▶ _Goal_
Reproduce the entries below from the line containing "of the hazy" down to the line containing "(1186, 692)", switching "plastic bucket" to "metal pail" and changing nothing else.

----- Excerpted records

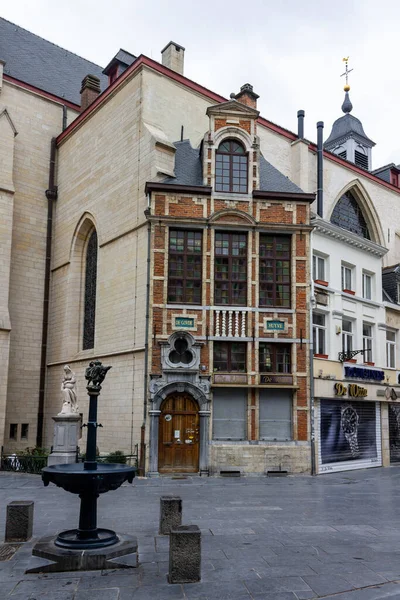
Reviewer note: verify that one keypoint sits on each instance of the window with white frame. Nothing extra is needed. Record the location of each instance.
(391, 349)
(347, 335)
(347, 277)
(319, 267)
(319, 333)
(367, 285)
(367, 342)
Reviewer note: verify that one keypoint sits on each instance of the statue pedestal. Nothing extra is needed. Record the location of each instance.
(65, 441)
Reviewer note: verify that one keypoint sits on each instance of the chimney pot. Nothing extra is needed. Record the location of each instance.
(173, 56)
(90, 89)
(247, 96)
(300, 123)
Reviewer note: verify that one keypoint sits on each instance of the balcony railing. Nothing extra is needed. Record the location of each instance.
(230, 323)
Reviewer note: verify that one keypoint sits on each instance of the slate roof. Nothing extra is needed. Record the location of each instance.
(44, 65)
(344, 127)
(123, 58)
(188, 171)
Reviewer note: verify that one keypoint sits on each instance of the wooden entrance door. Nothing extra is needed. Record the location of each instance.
(178, 439)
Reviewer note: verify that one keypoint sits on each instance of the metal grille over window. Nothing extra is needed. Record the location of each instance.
(348, 215)
(275, 358)
(230, 269)
(185, 265)
(230, 357)
(231, 168)
(229, 414)
(90, 292)
(274, 271)
(275, 414)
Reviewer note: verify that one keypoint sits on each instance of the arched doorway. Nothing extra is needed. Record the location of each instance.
(179, 435)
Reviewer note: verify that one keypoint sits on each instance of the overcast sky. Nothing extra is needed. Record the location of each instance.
(290, 50)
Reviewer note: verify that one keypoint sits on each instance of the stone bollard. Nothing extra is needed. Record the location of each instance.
(19, 522)
(170, 513)
(185, 554)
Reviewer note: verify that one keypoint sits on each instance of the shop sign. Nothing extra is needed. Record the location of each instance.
(283, 379)
(353, 390)
(184, 323)
(274, 325)
(229, 378)
(364, 373)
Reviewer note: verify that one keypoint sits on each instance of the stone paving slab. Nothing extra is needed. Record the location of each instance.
(335, 537)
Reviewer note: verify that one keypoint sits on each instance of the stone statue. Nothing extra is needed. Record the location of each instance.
(68, 392)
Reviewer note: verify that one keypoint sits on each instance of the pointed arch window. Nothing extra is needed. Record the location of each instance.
(89, 316)
(231, 168)
(348, 215)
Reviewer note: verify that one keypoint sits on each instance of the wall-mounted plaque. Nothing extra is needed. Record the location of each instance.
(230, 378)
(274, 325)
(283, 379)
(184, 323)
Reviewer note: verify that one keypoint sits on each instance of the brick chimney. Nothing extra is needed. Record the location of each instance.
(173, 56)
(90, 89)
(247, 96)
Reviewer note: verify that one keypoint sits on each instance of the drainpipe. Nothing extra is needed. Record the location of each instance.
(51, 195)
(311, 350)
(300, 124)
(146, 347)
(65, 117)
(320, 173)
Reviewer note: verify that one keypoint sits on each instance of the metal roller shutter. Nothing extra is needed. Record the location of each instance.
(349, 435)
(394, 432)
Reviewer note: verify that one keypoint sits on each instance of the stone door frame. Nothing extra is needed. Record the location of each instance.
(155, 411)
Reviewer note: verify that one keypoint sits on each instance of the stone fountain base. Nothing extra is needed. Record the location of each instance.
(122, 555)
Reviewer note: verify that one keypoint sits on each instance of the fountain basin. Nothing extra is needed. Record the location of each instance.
(76, 479)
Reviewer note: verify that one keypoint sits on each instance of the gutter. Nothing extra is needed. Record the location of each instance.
(51, 195)
(146, 347)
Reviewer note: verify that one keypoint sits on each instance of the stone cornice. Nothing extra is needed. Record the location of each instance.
(349, 238)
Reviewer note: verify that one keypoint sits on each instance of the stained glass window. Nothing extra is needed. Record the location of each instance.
(348, 215)
(231, 168)
(90, 292)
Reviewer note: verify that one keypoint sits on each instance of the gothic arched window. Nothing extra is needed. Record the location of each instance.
(231, 168)
(89, 316)
(348, 215)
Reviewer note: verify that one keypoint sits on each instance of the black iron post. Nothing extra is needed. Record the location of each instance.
(91, 442)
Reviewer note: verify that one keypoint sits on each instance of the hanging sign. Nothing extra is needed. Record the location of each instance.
(274, 325)
(283, 379)
(184, 323)
(353, 390)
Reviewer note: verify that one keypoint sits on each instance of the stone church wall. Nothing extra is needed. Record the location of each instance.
(37, 120)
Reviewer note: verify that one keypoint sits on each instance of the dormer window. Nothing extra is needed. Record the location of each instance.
(231, 168)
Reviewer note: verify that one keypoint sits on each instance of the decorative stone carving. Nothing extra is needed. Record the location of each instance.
(68, 392)
(181, 351)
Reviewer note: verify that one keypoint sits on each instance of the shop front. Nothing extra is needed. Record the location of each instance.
(348, 421)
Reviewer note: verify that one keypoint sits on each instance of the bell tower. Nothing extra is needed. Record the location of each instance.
(348, 138)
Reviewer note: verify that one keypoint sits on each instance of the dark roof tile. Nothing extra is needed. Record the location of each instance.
(188, 171)
(44, 65)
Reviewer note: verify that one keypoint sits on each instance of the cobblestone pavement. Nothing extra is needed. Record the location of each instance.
(335, 536)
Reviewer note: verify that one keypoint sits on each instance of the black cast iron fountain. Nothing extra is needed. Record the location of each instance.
(89, 479)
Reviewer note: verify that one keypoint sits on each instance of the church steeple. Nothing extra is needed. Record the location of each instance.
(348, 138)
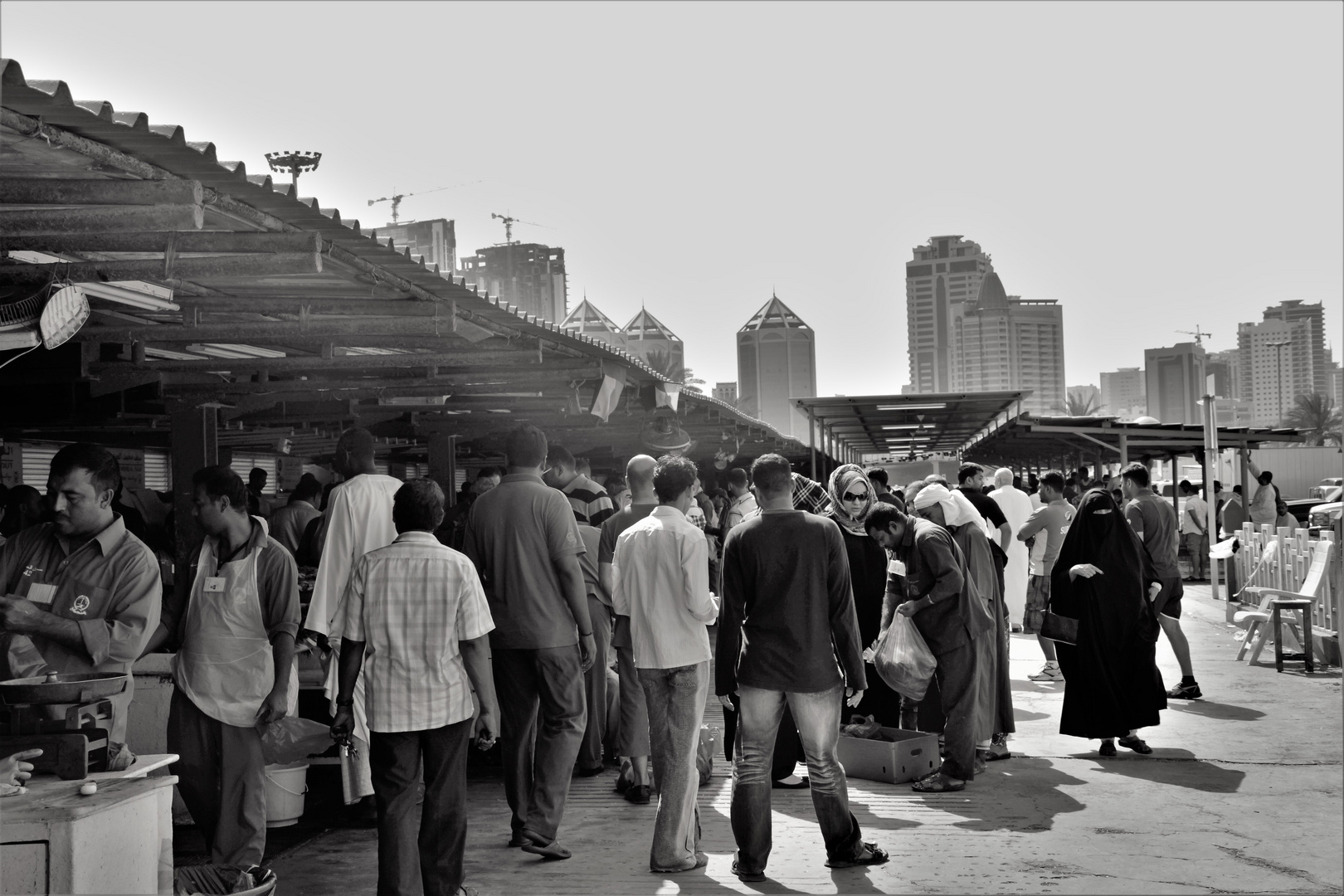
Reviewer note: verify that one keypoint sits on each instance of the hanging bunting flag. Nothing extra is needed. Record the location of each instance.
(667, 395)
(609, 394)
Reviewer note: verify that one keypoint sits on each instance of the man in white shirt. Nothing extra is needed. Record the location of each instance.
(359, 519)
(1016, 507)
(418, 611)
(743, 503)
(1194, 531)
(661, 582)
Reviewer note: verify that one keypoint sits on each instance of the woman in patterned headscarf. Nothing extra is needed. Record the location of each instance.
(851, 499)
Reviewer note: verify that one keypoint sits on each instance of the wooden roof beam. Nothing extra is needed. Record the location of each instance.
(158, 241)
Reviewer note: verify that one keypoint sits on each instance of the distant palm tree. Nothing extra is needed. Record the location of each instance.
(663, 363)
(1079, 403)
(1316, 416)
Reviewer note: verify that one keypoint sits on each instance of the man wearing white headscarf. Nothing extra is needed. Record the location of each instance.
(1016, 507)
(993, 705)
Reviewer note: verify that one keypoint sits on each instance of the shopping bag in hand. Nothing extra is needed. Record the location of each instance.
(903, 660)
(704, 752)
(293, 739)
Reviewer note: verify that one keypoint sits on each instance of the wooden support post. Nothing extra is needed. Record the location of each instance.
(195, 444)
(442, 464)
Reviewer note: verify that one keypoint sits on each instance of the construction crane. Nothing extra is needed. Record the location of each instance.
(397, 197)
(509, 226)
(1199, 334)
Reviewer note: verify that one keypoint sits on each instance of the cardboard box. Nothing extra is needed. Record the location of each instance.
(908, 755)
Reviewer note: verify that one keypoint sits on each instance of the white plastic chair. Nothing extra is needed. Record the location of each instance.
(1259, 627)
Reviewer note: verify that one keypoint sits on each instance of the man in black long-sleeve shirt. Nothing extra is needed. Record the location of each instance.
(788, 617)
(928, 582)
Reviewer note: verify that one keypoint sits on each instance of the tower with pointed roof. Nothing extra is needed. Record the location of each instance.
(777, 360)
(650, 340)
(1001, 342)
(587, 320)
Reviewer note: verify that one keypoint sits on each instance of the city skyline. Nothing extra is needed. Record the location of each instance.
(1195, 188)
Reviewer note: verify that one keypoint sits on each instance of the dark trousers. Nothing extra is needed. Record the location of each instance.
(594, 687)
(958, 694)
(433, 841)
(817, 716)
(675, 699)
(222, 778)
(539, 758)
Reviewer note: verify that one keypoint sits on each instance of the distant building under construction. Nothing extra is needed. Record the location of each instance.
(527, 275)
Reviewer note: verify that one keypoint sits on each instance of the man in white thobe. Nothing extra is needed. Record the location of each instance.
(1016, 507)
(359, 519)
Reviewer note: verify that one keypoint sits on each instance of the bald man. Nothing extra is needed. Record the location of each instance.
(359, 519)
(635, 715)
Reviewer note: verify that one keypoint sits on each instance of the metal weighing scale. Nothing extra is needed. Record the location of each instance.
(65, 715)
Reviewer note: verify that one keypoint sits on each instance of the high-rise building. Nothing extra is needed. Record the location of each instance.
(527, 275)
(726, 392)
(941, 275)
(777, 360)
(1312, 338)
(587, 320)
(648, 338)
(1226, 370)
(1277, 366)
(433, 240)
(1122, 392)
(1003, 342)
(1175, 382)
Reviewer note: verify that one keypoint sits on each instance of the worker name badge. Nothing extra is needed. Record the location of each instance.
(39, 592)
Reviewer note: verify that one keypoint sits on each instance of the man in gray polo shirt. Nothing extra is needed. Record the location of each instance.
(524, 542)
(1153, 520)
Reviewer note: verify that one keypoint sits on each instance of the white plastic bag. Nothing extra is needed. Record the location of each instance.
(903, 660)
(292, 739)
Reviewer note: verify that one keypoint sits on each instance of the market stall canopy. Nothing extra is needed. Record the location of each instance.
(905, 425)
(208, 286)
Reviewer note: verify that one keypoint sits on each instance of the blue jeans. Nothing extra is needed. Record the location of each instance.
(817, 716)
(676, 699)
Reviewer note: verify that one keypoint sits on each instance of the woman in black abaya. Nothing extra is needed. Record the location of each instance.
(1103, 579)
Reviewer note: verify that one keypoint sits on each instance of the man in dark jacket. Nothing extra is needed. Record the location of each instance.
(788, 618)
(928, 583)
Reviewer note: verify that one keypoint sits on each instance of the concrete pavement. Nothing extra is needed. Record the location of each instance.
(1242, 794)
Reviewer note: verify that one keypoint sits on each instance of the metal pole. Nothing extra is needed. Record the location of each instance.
(812, 442)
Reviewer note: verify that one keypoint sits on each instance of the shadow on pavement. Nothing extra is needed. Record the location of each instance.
(1224, 711)
(1175, 768)
(1018, 794)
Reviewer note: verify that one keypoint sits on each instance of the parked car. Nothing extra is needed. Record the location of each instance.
(1328, 484)
(1303, 508)
(1326, 516)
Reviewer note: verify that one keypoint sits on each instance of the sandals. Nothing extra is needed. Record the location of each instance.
(936, 783)
(869, 855)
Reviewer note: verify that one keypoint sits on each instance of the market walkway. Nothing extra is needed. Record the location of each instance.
(1242, 794)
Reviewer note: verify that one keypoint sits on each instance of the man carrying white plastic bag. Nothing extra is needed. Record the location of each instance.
(928, 586)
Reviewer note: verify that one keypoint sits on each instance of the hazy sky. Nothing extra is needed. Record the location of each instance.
(1149, 165)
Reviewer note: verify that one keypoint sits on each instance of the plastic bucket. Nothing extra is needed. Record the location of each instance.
(285, 789)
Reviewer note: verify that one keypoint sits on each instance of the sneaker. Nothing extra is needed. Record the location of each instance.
(1050, 672)
(1186, 692)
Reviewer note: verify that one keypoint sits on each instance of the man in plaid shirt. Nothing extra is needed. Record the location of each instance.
(418, 610)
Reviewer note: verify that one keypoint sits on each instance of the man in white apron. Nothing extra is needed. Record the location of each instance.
(359, 519)
(234, 668)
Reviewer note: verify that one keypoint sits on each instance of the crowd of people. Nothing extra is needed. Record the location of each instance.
(569, 621)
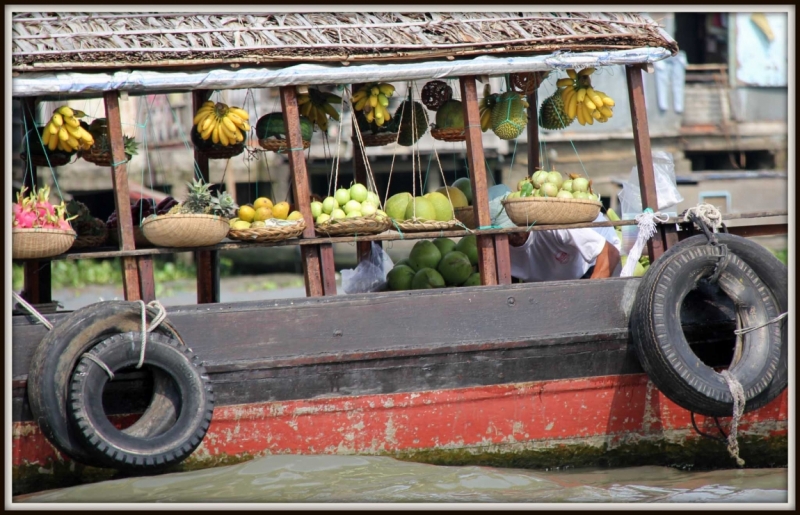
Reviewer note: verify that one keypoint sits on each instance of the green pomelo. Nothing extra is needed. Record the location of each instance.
(457, 196)
(421, 208)
(474, 280)
(396, 205)
(424, 255)
(427, 278)
(469, 246)
(455, 268)
(442, 206)
(450, 115)
(465, 186)
(444, 245)
(400, 277)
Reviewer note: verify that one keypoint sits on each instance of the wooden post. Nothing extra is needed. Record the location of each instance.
(477, 166)
(312, 262)
(644, 155)
(36, 274)
(122, 199)
(206, 261)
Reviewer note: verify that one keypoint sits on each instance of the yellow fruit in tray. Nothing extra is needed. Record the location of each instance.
(262, 213)
(280, 210)
(247, 213)
(262, 202)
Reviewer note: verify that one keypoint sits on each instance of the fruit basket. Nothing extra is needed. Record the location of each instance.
(40, 243)
(550, 210)
(354, 226)
(185, 230)
(277, 230)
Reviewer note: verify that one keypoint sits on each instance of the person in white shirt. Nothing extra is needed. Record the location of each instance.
(558, 255)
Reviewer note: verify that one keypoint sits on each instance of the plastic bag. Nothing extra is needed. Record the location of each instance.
(370, 274)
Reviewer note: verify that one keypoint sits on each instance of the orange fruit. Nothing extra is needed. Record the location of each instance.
(262, 202)
(280, 210)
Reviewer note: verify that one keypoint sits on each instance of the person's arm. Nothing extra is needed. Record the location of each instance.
(606, 262)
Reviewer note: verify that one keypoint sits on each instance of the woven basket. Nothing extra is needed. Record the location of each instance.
(185, 230)
(354, 226)
(466, 215)
(378, 140)
(85, 242)
(425, 225)
(56, 158)
(449, 134)
(278, 145)
(138, 237)
(269, 234)
(550, 210)
(40, 243)
(100, 157)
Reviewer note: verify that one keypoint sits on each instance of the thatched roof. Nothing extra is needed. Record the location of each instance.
(42, 41)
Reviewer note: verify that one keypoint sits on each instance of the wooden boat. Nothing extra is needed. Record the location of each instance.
(516, 375)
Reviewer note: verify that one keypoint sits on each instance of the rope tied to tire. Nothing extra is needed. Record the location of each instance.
(738, 410)
(646, 221)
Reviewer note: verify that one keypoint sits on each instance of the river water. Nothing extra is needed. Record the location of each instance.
(357, 479)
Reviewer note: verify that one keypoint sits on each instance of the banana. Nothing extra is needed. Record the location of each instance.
(386, 89)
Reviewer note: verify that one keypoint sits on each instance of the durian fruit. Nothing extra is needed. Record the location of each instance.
(406, 136)
(553, 114)
(509, 117)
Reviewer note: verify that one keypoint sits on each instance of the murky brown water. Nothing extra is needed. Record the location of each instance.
(350, 479)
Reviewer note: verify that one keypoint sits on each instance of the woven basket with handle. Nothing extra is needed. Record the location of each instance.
(40, 243)
(550, 210)
(185, 230)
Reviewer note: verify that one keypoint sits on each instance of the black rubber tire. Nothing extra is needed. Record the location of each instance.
(775, 277)
(59, 351)
(662, 347)
(116, 449)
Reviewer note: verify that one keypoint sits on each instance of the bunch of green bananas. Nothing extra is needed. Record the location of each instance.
(316, 106)
(583, 101)
(64, 131)
(373, 99)
(221, 123)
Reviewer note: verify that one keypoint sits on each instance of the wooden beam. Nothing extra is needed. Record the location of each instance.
(207, 262)
(644, 155)
(480, 189)
(302, 193)
(122, 199)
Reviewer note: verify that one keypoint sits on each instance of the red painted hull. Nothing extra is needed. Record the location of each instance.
(607, 410)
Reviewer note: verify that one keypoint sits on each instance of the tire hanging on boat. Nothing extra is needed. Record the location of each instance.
(114, 448)
(58, 353)
(662, 347)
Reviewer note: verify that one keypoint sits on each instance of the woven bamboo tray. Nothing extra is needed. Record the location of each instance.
(40, 243)
(550, 210)
(466, 215)
(449, 134)
(100, 157)
(185, 230)
(278, 145)
(354, 226)
(378, 140)
(269, 234)
(138, 237)
(56, 158)
(425, 225)
(86, 242)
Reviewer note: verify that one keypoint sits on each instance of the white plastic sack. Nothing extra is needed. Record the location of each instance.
(370, 274)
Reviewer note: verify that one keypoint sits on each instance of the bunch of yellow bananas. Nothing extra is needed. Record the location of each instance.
(64, 131)
(316, 106)
(373, 99)
(221, 123)
(583, 101)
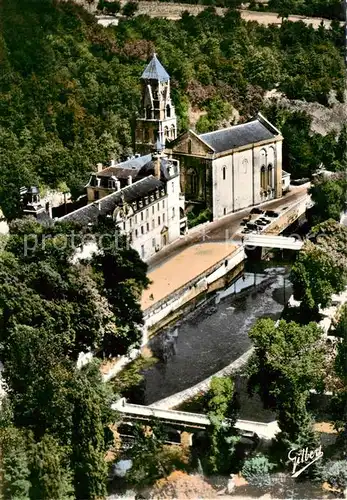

----------

▶ _Task output_
Reviewer note: verify that one keypoint sits on each instance of the hazy sky. Nothing extra is needed. Record the location of each instance.
(1149, 165)
Reviewer note: verify that one keypoint sits on each instance of the metal pail. Nothing extra is needed. Record the location of each instance.
(285, 789)
Reviewer note: verify that one keypoint sits on each instance of the sneaker. Nothing extra is needed. Record the location of each instance.
(1050, 672)
(1186, 692)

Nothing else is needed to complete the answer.